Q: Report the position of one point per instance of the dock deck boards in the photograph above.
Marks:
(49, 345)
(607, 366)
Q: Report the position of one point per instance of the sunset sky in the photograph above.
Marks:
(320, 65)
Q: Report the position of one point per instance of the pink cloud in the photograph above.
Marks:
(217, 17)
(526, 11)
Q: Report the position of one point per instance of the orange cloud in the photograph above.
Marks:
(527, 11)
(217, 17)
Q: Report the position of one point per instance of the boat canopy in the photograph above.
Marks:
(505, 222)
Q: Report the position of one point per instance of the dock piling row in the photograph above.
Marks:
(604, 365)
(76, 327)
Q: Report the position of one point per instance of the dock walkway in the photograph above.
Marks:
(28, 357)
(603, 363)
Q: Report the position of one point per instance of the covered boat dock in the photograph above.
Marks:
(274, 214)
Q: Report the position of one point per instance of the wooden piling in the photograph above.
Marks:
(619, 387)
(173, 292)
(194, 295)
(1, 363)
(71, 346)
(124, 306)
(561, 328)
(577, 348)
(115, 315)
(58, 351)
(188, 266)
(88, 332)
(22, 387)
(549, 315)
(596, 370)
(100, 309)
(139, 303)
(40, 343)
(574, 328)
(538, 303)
...
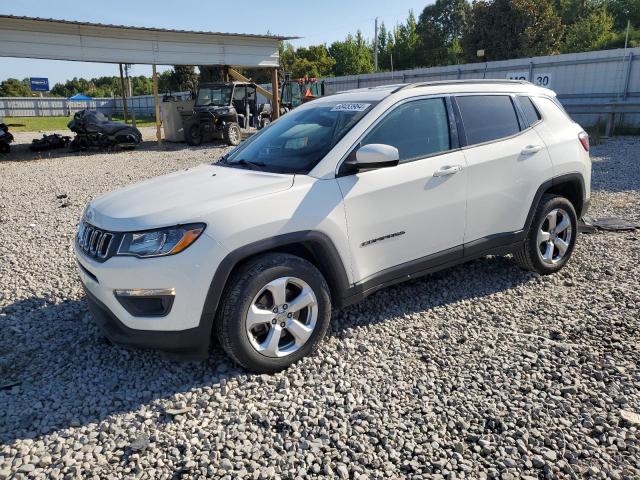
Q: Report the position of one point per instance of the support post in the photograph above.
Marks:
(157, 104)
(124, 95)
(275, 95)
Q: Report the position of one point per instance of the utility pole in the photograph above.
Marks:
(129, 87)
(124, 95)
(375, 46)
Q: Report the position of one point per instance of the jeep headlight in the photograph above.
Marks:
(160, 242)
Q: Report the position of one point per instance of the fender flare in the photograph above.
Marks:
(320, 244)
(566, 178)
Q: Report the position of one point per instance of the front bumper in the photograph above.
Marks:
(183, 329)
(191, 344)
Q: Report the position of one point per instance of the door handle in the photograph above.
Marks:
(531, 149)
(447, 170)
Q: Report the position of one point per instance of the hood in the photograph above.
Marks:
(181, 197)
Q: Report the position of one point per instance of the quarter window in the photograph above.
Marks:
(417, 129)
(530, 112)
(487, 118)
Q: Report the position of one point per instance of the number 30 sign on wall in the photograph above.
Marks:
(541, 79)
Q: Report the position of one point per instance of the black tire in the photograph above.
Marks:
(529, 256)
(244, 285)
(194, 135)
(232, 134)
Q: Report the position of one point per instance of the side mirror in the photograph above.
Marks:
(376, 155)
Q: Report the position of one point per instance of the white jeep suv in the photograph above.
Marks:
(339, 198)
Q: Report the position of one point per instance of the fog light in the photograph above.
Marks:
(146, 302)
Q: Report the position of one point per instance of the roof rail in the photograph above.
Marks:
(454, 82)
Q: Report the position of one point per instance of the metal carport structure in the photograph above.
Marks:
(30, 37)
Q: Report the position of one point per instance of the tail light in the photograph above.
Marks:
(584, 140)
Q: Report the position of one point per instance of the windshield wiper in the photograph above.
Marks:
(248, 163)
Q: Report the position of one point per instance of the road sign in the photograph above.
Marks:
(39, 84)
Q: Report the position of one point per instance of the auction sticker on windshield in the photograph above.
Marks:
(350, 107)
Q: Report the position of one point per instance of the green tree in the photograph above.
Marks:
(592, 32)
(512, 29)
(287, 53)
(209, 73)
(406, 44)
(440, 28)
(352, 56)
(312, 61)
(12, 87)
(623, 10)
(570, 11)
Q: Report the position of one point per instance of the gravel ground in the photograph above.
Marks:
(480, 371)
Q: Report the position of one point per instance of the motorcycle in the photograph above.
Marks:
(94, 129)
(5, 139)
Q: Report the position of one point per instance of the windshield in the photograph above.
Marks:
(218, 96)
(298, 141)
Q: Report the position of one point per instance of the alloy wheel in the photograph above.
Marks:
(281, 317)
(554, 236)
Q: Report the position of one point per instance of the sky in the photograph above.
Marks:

## What you should do
What is wanted is the number of lines holding "sign" in the entries. Nothing else should be given.

## Finished exercise
2